▸ EXERCISES:
A) In the article on living with a spouse with diabetes, list every sentence beneath the heading "Living with a Spouse with Diabetes- Tip #1: You're Not the Boss" that contains the word "you."
B) Repeat word for word everything in the article on living with a spouse with diabetes from "Living with a Spouse with Diabetes: Diabetes" down to "and their families.".

Living with a Spouse with Diabetes: Diabetes is an extremely difficult disease to live with. Patients living with diabetes are forced to make drastic changes to their diet and lifestyle. This can cause both emotional and physical complications that put strain on patients and their families.
Communicating with your loved one is just one way to make diabetes more manageable. In an effort to strengthen relations between you and a loved one living with diabetes, here are some helpful tips for living with a spouse with diabetes:
Living with a Spouse with Diabetes- Tip #1: You're Not the Boss
At times, you may feel it is your responsibility to make sure your spouse is managing their diabetes. However, it is important to remember that you are not the one living with diabetes. This is not to say that the disease does not affect you, but your loved one reserves the right to choose what kind of help is welcome. Talk with your spouse to learn what kind of help they need and how you can help them.

▸ SUPPLIED RECORDS:
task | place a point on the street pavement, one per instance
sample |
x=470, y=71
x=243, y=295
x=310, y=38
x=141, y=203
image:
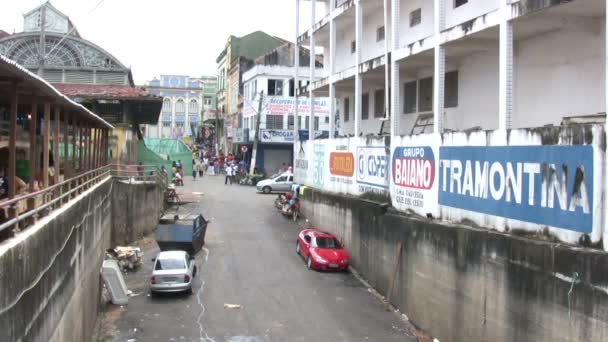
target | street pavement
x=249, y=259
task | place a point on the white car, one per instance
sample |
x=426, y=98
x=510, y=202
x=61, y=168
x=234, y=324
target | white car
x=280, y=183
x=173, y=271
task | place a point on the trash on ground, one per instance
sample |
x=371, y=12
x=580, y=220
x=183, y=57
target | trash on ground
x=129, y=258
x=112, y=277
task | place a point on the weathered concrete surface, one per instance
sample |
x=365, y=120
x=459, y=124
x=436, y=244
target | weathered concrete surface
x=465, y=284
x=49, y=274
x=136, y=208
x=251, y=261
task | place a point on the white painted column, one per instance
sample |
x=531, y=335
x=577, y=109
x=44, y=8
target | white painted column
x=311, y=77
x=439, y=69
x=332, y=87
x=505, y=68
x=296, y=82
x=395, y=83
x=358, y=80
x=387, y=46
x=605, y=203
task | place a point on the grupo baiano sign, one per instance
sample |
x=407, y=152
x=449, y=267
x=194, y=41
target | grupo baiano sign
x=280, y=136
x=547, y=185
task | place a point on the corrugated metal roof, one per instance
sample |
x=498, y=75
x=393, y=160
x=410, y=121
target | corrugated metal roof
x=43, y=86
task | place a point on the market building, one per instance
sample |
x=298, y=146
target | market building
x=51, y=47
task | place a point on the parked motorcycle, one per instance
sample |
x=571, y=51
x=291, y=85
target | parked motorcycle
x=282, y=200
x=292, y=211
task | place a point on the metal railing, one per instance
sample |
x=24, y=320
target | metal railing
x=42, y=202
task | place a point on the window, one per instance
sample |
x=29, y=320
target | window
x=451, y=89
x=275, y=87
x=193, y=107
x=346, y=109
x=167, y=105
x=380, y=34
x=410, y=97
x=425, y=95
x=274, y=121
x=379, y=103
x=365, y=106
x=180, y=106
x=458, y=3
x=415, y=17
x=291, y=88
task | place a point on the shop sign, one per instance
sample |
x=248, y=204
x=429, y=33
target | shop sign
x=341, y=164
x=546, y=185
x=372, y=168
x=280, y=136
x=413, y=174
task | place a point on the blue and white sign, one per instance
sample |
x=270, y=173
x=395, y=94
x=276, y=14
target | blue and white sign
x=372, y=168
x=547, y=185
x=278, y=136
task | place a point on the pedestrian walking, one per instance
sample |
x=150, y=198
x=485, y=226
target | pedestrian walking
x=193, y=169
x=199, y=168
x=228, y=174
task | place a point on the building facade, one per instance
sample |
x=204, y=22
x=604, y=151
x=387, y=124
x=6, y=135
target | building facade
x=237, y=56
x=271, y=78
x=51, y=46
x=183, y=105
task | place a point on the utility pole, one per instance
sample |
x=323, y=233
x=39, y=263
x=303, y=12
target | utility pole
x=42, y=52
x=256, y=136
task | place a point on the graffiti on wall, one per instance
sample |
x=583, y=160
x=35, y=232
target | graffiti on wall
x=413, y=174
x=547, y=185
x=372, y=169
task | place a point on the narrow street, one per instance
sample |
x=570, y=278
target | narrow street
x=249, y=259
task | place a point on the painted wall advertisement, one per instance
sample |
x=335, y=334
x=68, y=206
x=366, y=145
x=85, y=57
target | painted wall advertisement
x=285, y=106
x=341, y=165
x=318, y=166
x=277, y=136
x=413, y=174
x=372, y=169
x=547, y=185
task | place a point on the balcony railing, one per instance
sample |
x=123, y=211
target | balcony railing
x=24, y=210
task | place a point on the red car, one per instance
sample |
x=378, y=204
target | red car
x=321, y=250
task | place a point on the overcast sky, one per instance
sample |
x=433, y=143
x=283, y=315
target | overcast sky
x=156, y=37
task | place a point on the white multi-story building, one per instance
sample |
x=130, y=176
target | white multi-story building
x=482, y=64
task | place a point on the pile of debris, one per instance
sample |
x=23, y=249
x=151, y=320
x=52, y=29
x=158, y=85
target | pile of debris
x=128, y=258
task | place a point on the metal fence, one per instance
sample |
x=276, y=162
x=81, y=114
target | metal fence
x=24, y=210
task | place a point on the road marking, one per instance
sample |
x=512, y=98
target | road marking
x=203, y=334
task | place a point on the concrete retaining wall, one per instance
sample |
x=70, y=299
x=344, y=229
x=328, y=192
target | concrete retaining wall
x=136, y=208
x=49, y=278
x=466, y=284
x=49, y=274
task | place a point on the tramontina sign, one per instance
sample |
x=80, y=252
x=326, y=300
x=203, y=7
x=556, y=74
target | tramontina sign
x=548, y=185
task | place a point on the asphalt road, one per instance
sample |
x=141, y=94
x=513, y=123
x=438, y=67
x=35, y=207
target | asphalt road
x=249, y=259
---
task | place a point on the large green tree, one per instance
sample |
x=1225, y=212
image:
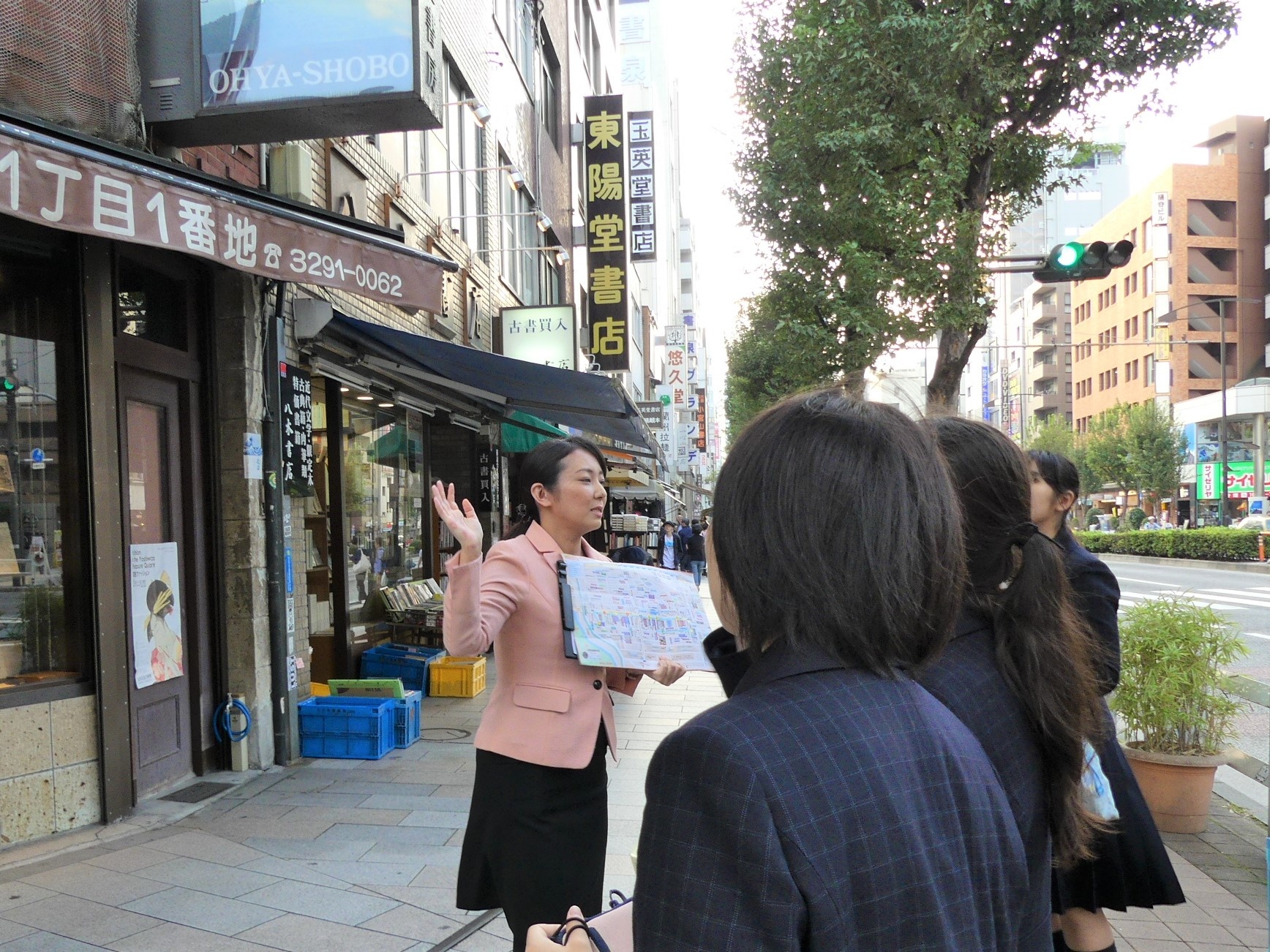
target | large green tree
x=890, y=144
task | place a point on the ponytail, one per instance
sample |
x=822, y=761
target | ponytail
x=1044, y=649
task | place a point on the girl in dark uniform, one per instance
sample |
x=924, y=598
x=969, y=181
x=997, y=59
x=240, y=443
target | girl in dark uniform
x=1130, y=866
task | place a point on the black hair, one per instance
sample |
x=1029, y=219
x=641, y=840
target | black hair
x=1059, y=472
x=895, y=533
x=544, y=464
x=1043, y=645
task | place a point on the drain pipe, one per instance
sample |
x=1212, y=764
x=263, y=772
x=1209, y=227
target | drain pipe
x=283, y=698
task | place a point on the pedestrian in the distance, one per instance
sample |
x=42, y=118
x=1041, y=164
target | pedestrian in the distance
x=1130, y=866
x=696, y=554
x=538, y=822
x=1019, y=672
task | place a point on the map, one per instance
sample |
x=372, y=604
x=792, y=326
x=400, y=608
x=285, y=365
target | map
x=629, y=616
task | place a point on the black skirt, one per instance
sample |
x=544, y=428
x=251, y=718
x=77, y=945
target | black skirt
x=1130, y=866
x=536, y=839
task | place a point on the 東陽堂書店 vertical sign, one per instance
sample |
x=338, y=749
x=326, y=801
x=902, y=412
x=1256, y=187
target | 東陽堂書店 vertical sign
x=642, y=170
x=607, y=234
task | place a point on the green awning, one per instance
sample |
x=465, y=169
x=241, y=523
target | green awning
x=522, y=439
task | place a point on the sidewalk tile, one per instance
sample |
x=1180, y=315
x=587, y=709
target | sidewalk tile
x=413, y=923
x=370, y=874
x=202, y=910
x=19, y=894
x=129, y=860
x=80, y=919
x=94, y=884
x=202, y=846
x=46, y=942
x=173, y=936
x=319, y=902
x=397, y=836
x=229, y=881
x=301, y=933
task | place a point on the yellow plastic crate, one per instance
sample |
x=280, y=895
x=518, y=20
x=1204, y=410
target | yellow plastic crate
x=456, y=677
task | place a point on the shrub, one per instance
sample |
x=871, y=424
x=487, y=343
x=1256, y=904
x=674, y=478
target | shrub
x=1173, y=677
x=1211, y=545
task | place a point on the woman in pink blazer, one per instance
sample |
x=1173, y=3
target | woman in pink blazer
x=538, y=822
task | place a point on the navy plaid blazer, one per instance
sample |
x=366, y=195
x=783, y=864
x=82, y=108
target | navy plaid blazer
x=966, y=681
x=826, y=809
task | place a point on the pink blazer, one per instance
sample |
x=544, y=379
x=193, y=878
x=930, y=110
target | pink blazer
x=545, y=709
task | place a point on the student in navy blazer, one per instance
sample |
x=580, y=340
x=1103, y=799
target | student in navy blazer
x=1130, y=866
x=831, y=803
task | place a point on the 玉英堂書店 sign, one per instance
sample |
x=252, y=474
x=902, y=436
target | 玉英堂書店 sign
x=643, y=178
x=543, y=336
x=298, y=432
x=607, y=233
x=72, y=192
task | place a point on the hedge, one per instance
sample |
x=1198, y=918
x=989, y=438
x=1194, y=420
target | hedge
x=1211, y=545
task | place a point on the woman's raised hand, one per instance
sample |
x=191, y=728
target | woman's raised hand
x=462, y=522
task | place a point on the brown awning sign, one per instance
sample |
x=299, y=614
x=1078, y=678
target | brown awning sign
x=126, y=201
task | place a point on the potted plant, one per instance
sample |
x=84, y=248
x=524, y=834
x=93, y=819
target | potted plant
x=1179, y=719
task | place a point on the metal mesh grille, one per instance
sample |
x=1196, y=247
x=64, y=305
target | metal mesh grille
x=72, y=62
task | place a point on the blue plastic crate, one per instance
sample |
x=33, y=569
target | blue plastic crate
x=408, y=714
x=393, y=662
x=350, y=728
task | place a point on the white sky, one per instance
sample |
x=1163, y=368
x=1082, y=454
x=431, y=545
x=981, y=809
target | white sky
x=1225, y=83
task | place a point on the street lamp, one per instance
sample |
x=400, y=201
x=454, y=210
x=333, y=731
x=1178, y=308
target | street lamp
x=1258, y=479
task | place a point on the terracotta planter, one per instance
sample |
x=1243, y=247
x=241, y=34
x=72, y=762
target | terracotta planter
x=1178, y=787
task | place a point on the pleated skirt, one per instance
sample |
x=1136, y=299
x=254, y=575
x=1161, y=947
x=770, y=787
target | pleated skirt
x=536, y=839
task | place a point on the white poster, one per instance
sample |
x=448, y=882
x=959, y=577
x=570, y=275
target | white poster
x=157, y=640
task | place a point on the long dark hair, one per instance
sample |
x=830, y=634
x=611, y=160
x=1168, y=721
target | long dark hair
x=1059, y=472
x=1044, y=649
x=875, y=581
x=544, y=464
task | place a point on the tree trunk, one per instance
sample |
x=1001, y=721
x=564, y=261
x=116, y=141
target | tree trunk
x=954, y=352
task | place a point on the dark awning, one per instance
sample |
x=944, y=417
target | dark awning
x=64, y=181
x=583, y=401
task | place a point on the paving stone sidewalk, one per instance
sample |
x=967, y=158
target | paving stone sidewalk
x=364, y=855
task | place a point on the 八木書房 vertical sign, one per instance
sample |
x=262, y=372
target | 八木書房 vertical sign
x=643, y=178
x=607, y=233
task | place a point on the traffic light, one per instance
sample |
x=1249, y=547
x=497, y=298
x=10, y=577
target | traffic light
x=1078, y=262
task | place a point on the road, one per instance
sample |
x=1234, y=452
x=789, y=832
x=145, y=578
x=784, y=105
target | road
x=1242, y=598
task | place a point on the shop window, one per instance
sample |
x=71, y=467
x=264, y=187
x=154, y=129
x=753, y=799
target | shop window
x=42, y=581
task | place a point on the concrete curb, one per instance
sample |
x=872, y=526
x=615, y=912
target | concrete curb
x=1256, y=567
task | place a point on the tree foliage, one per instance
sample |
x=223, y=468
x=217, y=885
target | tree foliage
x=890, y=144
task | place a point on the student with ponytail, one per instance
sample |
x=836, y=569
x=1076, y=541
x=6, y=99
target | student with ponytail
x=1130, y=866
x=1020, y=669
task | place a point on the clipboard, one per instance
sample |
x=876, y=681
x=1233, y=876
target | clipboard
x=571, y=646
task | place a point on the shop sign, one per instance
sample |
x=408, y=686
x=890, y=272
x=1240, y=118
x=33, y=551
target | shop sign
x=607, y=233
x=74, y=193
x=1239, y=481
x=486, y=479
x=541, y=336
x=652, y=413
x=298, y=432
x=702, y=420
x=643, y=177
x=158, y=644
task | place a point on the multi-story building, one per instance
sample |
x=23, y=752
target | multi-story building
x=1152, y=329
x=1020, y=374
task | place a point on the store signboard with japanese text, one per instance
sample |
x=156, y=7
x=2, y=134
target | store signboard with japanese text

▸ EXPECTED RESPONSES:
A)
- At times, you may feel it is your responsibility to make sure your spouse is managing their diabetes.
- However, it is important to remember that you are not the one living with diabetes.
- This is not to say that the disease does not affect you, but your loved one reserves the right to choose what kind of help is welcome.
- Talk with your spouse to learn what kind of help they need and how you can help them.

B)
Living with a Spouse with Diabetes: Diabetes is an extremely difficult disease to live with. Patients living with diabetes are forced to make drastic changes to their diet and lifestyle. This can cause both emotional and physical complications that put strain on patients and their families.